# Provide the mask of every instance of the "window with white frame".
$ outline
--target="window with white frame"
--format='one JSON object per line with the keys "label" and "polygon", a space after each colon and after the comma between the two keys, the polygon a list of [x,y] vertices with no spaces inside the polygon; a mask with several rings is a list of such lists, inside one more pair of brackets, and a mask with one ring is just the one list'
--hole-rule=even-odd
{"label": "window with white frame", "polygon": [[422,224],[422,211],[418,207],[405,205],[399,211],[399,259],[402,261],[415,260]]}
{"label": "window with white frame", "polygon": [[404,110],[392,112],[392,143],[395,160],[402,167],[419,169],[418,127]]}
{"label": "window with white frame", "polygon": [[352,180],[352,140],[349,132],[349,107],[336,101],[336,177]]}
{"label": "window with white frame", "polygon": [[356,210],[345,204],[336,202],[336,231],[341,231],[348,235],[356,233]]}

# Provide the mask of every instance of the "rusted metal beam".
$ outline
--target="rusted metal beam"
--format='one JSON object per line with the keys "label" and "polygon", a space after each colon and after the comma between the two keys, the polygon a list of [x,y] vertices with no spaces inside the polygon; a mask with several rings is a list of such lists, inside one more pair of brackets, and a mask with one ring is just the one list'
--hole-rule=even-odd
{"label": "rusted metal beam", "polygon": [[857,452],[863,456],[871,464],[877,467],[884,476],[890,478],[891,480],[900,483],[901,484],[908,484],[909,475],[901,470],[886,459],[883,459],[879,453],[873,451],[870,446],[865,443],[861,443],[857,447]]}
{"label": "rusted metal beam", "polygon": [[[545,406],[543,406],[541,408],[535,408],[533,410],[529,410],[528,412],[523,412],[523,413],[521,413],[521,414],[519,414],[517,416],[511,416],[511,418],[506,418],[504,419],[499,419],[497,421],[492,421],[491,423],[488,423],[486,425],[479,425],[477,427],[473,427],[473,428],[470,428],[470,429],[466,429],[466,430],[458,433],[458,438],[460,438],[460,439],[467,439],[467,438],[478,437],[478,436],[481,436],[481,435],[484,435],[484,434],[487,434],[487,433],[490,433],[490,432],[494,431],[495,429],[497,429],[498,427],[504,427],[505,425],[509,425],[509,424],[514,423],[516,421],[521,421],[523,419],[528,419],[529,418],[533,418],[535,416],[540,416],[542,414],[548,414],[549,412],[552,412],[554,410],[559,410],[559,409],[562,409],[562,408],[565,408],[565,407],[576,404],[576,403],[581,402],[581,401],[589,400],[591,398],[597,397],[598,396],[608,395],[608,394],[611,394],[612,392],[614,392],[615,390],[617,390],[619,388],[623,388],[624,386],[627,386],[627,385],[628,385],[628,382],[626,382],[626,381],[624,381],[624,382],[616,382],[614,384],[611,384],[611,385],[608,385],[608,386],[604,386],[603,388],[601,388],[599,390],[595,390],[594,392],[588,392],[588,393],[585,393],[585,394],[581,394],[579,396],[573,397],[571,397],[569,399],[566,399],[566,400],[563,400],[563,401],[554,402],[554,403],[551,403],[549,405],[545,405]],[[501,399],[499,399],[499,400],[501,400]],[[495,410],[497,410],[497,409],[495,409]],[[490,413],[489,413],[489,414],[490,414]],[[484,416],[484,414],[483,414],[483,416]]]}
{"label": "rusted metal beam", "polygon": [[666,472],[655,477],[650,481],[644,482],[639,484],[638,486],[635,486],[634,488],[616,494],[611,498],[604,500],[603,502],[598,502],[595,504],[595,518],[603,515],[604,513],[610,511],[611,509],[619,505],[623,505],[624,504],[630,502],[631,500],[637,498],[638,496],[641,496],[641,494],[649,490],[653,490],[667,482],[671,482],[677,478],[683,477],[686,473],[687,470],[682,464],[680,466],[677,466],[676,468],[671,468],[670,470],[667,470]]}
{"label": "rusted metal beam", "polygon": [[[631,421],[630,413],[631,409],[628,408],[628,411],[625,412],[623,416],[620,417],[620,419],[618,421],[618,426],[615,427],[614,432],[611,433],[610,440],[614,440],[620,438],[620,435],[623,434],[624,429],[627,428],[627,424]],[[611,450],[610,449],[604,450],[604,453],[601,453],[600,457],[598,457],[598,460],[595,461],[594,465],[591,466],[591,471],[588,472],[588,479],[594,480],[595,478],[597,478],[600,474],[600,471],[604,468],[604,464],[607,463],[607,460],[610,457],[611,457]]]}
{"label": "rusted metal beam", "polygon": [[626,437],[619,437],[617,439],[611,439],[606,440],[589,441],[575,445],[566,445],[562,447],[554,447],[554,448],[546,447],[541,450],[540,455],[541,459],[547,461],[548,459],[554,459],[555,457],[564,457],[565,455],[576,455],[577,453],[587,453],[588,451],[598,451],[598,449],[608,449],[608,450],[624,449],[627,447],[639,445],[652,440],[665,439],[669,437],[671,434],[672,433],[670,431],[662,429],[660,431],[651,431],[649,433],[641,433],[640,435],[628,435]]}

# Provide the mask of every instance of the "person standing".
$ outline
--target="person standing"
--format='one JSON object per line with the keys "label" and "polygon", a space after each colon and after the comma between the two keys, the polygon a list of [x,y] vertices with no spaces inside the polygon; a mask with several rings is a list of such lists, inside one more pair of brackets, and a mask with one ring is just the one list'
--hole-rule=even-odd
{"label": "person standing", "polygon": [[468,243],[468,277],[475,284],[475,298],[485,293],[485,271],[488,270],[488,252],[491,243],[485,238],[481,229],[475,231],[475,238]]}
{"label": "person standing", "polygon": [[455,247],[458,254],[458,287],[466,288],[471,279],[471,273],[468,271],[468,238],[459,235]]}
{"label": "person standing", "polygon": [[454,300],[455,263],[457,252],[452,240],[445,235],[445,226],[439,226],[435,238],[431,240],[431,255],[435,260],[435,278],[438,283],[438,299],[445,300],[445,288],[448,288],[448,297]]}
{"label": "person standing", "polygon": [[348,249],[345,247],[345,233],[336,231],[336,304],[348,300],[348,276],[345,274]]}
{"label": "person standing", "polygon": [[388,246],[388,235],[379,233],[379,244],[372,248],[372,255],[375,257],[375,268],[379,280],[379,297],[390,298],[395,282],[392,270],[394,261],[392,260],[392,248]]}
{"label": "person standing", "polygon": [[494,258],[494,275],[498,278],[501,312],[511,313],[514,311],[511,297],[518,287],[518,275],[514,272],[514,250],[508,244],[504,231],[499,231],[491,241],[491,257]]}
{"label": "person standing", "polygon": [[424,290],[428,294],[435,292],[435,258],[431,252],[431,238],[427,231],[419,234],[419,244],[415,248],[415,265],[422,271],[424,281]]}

------------

DIRECTIVE —
Please pick out every line above that contains the word "target", matching case exactly.

EXERCISE SOLUTION —
--target="window with white frame"
--target="rusted metal beam"
--target="person standing"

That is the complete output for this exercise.